TASK BRIEF. Copy out, word for word, the lines of the records below, starting at the line that contains "# test: mark one point on the man's forearm, one" and ending at the last line of the records, both included.

AVAILABLE DATA.

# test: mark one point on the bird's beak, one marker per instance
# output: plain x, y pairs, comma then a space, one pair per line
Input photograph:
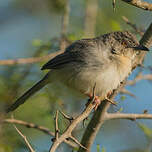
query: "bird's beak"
141, 48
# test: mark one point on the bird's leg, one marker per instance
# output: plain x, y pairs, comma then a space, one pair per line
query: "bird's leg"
109, 100
96, 101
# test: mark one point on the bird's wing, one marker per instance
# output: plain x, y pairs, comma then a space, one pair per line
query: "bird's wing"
58, 62
76, 52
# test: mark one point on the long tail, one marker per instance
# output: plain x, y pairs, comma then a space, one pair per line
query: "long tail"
28, 94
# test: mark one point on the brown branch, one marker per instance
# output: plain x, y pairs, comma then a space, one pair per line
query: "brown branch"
29, 60
130, 116
68, 131
137, 30
40, 128
56, 126
99, 116
140, 4
25, 139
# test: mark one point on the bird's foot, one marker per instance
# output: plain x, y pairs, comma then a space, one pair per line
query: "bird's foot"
112, 102
96, 101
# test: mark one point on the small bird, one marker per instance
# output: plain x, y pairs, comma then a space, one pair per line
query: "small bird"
105, 61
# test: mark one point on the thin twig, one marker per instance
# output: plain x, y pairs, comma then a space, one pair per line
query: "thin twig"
37, 127
73, 124
65, 24
114, 5
137, 30
66, 116
25, 139
140, 4
76, 141
90, 18
56, 126
99, 115
130, 116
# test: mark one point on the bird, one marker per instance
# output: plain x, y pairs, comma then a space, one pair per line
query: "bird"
105, 60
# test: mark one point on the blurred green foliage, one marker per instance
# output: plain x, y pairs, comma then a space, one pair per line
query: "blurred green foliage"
14, 80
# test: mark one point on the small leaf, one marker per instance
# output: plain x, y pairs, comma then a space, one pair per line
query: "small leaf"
120, 110
122, 98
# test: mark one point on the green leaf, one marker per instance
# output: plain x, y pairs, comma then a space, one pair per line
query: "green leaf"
98, 148
103, 149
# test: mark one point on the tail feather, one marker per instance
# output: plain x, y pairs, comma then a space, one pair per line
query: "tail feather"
28, 94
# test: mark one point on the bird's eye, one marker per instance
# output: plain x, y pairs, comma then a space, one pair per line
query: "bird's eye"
137, 52
113, 51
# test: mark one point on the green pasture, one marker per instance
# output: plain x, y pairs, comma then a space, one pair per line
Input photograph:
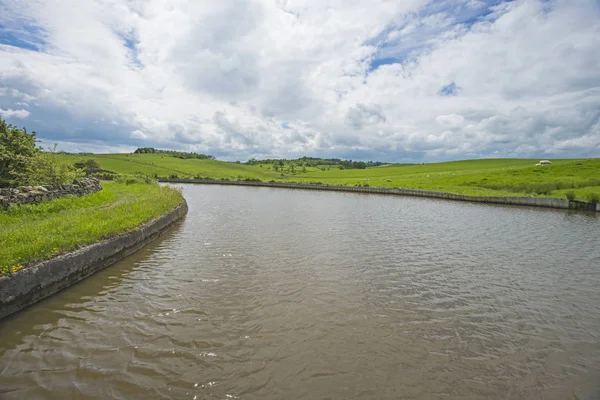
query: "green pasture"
40, 231
486, 177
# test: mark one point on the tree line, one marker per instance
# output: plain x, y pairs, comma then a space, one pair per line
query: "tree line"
22, 162
317, 162
173, 153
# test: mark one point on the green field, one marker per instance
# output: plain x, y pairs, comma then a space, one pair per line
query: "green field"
487, 177
41, 231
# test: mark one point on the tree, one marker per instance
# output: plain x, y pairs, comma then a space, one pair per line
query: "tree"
47, 169
17, 154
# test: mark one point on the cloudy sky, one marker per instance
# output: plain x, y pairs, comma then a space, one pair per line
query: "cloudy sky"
392, 80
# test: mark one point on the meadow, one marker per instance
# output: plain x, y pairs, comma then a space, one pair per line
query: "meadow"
37, 232
486, 177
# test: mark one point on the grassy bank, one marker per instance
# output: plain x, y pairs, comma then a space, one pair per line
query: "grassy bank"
489, 177
32, 233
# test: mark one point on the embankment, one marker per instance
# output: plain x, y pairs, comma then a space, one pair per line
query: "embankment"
516, 201
41, 280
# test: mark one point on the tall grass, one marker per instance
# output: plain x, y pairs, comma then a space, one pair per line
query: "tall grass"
36, 232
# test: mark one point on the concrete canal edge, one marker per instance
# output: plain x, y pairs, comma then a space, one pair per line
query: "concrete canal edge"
516, 201
43, 279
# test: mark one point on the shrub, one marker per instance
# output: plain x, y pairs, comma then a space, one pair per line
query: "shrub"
17, 154
135, 179
47, 169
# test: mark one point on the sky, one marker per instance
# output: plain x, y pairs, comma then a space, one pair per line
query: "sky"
386, 80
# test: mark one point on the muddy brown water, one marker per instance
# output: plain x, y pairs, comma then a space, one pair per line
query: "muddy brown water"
286, 294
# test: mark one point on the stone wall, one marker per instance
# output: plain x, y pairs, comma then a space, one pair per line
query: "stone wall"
517, 201
38, 194
35, 282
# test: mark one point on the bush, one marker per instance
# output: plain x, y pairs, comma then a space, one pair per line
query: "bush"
47, 169
17, 154
135, 179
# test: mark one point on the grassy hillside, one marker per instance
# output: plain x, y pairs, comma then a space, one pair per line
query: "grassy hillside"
41, 231
164, 166
489, 177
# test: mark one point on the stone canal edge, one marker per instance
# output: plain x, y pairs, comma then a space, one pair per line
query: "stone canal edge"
45, 278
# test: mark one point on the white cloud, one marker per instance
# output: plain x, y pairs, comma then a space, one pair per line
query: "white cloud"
137, 134
450, 120
239, 78
10, 113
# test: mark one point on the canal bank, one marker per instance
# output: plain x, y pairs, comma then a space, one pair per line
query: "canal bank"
45, 278
516, 201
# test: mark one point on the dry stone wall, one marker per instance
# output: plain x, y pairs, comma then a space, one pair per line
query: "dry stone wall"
38, 194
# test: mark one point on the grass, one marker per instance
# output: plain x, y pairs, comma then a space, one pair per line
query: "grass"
37, 232
488, 177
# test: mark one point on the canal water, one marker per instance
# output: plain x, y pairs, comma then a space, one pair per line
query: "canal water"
268, 293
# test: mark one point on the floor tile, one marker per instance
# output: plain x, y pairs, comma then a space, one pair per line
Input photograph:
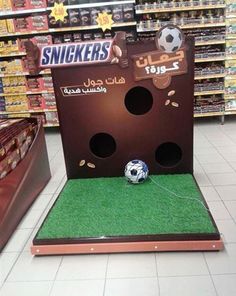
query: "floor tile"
29, 268
83, 267
77, 288
180, 264
132, 287
231, 206
209, 193
222, 179
26, 289
218, 210
216, 168
227, 229
227, 192
30, 219
186, 286
7, 260
18, 240
131, 265
225, 284
222, 262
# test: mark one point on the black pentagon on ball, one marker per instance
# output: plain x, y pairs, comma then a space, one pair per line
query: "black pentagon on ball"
175, 48
133, 172
169, 38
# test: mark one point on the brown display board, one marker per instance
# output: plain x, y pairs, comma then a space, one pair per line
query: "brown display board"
108, 116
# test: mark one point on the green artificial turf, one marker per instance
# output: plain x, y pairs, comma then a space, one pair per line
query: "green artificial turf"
164, 204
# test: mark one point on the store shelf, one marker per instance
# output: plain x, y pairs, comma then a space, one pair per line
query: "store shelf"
24, 74
208, 114
213, 59
210, 76
27, 111
16, 54
152, 8
51, 125
26, 93
187, 26
66, 29
15, 34
10, 13
209, 42
211, 92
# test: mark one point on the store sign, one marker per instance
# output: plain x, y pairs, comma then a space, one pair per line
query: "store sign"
159, 66
59, 12
111, 51
104, 21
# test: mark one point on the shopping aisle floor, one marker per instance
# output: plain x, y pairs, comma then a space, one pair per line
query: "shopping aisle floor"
143, 274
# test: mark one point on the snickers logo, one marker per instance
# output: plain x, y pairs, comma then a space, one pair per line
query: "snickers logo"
76, 53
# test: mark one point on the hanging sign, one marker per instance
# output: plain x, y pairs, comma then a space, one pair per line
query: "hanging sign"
59, 11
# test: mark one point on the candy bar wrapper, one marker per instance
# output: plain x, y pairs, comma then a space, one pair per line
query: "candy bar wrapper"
111, 51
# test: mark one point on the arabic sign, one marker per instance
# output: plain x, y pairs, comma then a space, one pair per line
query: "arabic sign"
111, 51
104, 21
90, 86
59, 11
159, 66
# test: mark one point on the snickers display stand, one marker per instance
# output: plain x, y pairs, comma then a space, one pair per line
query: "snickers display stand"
20, 187
116, 103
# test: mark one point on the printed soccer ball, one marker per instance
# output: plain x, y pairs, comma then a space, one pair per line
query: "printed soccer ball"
169, 39
136, 171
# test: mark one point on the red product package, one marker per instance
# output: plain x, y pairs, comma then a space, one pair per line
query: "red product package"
34, 4
20, 4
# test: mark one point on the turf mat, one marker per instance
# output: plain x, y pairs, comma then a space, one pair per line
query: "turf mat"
163, 204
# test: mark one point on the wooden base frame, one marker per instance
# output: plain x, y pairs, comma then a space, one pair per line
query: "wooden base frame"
153, 246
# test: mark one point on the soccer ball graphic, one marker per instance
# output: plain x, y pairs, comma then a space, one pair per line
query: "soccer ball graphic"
169, 39
136, 171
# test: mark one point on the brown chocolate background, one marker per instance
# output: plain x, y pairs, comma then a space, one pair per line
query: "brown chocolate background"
136, 136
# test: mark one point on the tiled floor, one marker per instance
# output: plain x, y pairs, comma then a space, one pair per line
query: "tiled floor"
143, 274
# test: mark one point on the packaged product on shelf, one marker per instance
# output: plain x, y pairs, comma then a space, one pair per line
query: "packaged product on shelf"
35, 102
20, 4
87, 36
51, 117
117, 14
67, 38
128, 12
34, 4
230, 105
49, 101
6, 5
22, 24
77, 37
33, 84
94, 14
3, 27
10, 23
39, 22
74, 17
85, 17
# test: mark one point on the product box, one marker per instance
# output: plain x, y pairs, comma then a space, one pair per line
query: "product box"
49, 101
35, 102
20, 4
35, 4
22, 24
39, 22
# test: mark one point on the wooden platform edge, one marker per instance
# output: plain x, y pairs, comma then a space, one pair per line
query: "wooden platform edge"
126, 247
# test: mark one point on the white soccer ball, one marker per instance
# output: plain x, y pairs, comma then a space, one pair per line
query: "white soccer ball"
169, 39
136, 171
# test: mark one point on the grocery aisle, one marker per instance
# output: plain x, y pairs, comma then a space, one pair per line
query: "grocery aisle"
150, 274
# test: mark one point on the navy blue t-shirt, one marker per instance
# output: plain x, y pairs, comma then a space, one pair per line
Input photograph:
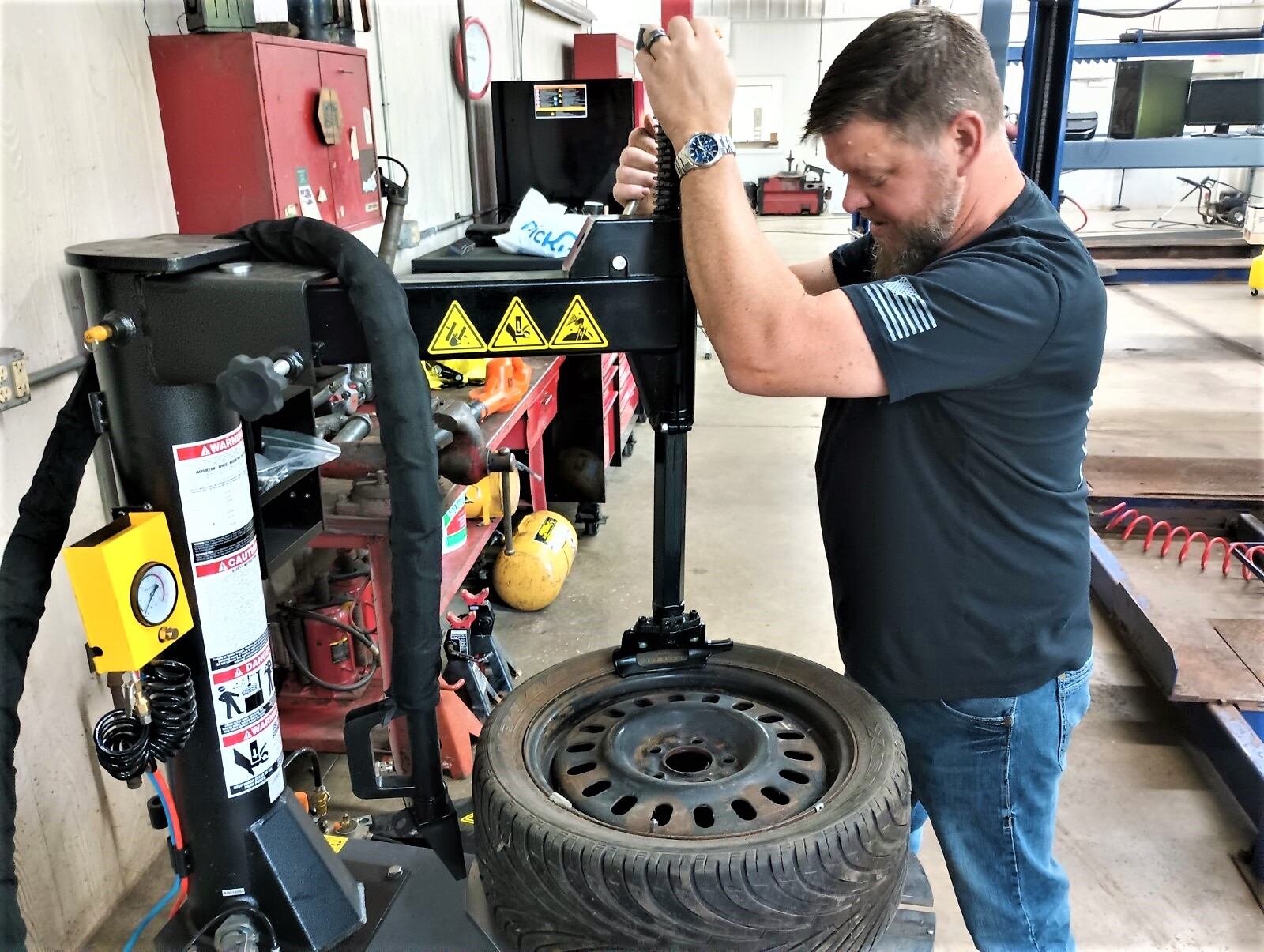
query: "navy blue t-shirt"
954, 510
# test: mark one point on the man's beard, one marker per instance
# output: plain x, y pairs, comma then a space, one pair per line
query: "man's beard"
916, 246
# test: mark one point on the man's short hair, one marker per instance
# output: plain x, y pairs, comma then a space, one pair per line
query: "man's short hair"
913, 70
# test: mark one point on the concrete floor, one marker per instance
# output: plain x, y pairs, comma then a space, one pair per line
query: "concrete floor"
1144, 830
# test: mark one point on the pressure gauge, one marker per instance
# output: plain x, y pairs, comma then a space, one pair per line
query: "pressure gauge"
478, 55
155, 593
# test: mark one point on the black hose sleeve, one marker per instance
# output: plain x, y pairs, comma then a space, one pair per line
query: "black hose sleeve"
408, 439
25, 577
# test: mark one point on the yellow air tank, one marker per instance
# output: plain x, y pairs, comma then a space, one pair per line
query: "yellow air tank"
530, 573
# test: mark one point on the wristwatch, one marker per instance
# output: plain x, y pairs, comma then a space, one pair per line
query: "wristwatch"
703, 149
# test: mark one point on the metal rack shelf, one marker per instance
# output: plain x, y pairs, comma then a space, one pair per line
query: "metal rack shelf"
1186, 152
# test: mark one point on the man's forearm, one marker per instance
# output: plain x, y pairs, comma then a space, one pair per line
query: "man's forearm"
743, 288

ANSWER TO THIS EXERCISE.
# test: mark one point on the man's forearm, one marker per instance
# output: plain x, y pairs, comma then a space, one pair per line
query: "man's forearm"
743, 288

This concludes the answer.